Dataset items:
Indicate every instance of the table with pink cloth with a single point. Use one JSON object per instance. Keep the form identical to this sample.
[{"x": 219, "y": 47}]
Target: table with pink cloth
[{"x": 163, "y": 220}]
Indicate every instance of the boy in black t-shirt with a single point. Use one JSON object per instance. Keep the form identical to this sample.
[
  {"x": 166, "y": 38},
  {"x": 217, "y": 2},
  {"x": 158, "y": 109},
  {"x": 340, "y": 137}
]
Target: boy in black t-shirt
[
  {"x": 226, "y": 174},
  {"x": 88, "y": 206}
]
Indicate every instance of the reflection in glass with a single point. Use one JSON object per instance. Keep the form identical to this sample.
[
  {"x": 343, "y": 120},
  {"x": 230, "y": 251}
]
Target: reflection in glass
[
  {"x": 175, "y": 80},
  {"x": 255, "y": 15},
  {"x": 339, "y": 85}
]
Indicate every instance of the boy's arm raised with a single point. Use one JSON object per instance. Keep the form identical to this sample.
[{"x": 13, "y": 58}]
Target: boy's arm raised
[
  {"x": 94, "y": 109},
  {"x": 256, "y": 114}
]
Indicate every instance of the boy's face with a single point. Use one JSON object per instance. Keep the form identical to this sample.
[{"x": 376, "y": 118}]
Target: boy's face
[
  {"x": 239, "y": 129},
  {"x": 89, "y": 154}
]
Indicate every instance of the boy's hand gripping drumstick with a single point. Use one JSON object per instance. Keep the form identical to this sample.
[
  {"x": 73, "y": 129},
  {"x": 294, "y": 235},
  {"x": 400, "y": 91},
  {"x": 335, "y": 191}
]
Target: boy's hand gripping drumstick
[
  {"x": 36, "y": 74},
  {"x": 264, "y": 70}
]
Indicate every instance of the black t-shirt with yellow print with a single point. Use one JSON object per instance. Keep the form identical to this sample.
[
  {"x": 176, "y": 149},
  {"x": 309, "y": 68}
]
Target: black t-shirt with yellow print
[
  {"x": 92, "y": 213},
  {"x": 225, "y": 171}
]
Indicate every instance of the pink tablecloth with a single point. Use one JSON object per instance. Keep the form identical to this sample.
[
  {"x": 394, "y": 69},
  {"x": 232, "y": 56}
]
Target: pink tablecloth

- Work to be completed: Establish how many lines of the records contain the string "tablecloth" and state that number without elaboration.

- Final answer: 2